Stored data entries
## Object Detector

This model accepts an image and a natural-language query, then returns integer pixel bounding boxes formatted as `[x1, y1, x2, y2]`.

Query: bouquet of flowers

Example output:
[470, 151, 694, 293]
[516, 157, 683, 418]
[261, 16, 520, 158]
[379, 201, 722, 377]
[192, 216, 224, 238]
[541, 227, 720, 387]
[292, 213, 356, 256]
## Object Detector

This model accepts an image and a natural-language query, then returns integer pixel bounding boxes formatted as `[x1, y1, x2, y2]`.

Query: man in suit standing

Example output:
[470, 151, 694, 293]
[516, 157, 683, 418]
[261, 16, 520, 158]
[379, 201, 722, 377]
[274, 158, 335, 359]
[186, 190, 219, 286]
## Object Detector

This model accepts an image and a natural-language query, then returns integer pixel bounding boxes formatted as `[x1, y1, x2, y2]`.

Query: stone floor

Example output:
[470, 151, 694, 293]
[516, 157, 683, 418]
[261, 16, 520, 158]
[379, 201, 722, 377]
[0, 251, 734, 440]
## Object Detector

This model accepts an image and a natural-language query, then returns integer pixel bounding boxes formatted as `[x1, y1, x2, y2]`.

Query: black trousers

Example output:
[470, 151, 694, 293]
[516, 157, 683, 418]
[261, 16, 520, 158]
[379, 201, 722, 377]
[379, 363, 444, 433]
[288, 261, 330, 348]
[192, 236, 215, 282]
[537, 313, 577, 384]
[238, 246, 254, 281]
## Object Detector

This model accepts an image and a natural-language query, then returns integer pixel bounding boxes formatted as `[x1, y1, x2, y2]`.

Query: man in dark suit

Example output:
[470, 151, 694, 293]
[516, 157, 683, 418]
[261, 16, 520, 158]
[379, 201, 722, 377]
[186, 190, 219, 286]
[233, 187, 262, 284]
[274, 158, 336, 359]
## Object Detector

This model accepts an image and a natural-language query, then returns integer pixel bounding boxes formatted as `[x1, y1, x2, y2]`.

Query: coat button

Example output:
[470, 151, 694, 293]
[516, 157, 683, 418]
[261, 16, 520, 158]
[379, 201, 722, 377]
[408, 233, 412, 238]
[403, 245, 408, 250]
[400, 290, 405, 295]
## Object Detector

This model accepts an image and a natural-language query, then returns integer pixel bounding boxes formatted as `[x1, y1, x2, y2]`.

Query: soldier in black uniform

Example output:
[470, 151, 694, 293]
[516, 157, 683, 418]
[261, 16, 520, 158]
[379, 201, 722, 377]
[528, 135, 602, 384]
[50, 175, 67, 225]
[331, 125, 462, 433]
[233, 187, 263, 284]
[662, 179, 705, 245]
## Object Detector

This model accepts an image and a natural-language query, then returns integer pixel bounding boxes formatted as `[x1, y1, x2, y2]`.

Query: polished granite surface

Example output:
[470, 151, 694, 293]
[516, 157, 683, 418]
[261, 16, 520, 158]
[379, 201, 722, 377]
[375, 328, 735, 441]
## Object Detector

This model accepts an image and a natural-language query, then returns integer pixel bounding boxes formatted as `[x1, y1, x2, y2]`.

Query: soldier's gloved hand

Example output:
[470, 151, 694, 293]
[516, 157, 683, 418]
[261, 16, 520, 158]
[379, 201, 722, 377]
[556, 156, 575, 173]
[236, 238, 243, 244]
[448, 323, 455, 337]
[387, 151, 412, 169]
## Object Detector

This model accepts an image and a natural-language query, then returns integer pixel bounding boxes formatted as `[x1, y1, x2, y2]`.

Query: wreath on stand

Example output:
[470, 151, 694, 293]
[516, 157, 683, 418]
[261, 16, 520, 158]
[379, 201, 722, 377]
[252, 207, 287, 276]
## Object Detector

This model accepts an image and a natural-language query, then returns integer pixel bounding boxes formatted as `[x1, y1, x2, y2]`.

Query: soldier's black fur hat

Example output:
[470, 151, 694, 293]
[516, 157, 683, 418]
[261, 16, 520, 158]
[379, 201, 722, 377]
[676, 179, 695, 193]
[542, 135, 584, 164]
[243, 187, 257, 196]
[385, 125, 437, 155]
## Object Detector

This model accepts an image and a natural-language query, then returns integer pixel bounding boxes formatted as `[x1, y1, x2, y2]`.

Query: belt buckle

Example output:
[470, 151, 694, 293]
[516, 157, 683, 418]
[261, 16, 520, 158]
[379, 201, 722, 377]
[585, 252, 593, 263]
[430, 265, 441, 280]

## What is required
Exactly as shown above, return every record.

## Expected answer
## Object Detector

This model accepts an image and a natural-language query, then returns integer pixel bounding boxes formatted as `[x1, y1, x2, y2]`.

Query: bouquet of flowers

Example output:
[470, 151, 694, 293]
[516, 157, 683, 418]
[261, 16, 520, 158]
[379, 201, 722, 377]
[192, 216, 224, 238]
[541, 227, 720, 387]
[292, 213, 356, 256]
## Object Detector

This model accepts an image and a natural-language query, then returns integer pixel bounding boxes formatted as `[x1, y1, x2, y2]`.

Query: man in suit standing

Example output:
[470, 151, 694, 293]
[516, 157, 683, 418]
[261, 16, 520, 158]
[379, 201, 722, 377]
[274, 158, 335, 359]
[186, 190, 219, 286]
## Object Detector

This model accepts an image and a natural-language query, then returns integer pixel bounding boxes formatted as `[x1, y1, x2, y2]`.

Query: stone floor

Example output:
[470, 151, 694, 293]
[516, 157, 683, 418]
[261, 16, 520, 158]
[379, 201, 722, 377]
[0, 251, 734, 440]
## Object Detector

This model accepts an image and a natural-language query, then returns integer pixel bounding boxes formatted as `[x1, y1, x2, y2]`.

Query: black trousers

Example output:
[470, 151, 694, 293]
[516, 157, 683, 418]
[261, 16, 520, 158]
[379, 201, 722, 377]
[379, 363, 444, 433]
[288, 261, 330, 348]
[192, 236, 215, 282]
[537, 313, 577, 384]
[238, 246, 254, 281]
## Object Detector

This model accepts an image and a natural-language query, then returns integer pixel bounding boxes formatted as `[x1, y1, x2, y2]`.

Query: man in dark suit

Example output:
[470, 151, 694, 293]
[516, 157, 683, 418]
[261, 16, 520, 158]
[379, 201, 722, 377]
[186, 190, 219, 286]
[233, 187, 262, 284]
[274, 158, 336, 359]
## Object Detector

This model accepts an image and a natural-language query, then returns integer pixel bounding boxes formatted as `[x1, y1, x2, y2]`.

Query: coat button

Example output:
[470, 151, 694, 293]
[516, 157, 683, 418]
[261, 16, 520, 158]
[379, 201, 722, 377]
[408, 233, 412, 238]
[403, 245, 408, 250]
[400, 290, 405, 295]
## Object Detector

This model accepts an image and a natural-language query, then returns integer pixel bounding boxes formatted as `[x1, y1, x2, y2]`.

Query: soldier in black uniform

Example output:
[470, 151, 694, 293]
[516, 157, 683, 418]
[261, 16, 520, 158]
[379, 201, 722, 377]
[528, 135, 602, 384]
[50, 175, 67, 225]
[331, 125, 462, 433]
[233, 187, 263, 284]
[662, 179, 705, 245]
## Object Detector

This model accepts an image and a natural-language query, then returns integer pixel bounding boxes formatted as `[x1, y1, x2, y2]`.

Query: polished granite surface

Example output:
[470, 151, 694, 293]
[516, 157, 683, 418]
[261, 16, 520, 158]
[379, 201, 722, 377]
[375, 328, 735, 441]
## Object Detector

This model accepts an image and a natural-language query, then returns integer pixel bounding boxes formatted as `[x1, y1, x2, y2]`.

Query: soldier's gloved hand

Example output:
[470, 151, 694, 293]
[516, 157, 683, 418]
[261, 16, 520, 158]
[379, 201, 722, 377]
[556, 156, 575, 173]
[236, 238, 243, 244]
[448, 323, 455, 337]
[387, 151, 412, 169]
## Object Detector

This model accepts an image and a natural-language query, then returns integer pixel bounding boxes formatted as `[x1, y1, x2, y2]`.

Query: wreath on stand

Example output:
[470, 151, 694, 293]
[516, 157, 683, 418]
[261, 16, 520, 158]
[379, 201, 722, 377]
[252, 207, 287, 276]
## Object Detector

This model accepts an image and a natural-language query, then returns integer pixel bounding boxes formatted as `[x1, y1, x2, y2]`.

Query: soldier's black fur hat

Example output:
[470, 151, 694, 293]
[516, 157, 683, 418]
[261, 16, 520, 158]
[379, 201, 722, 377]
[676, 179, 695, 193]
[542, 135, 584, 164]
[243, 187, 257, 196]
[385, 125, 437, 155]
## Object Detector

This model accepts an image and a natural-language query, then returns integer pixel bounding boxes formatted as `[x1, y1, x2, y2]`.

Query: belt buckle

Example output:
[470, 151, 694, 293]
[516, 157, 683, 418]
[261, 16, 520, 158]
[379, 201, 722, 377]
[585, 252, 593, 263]
[430, 265, 441, 280]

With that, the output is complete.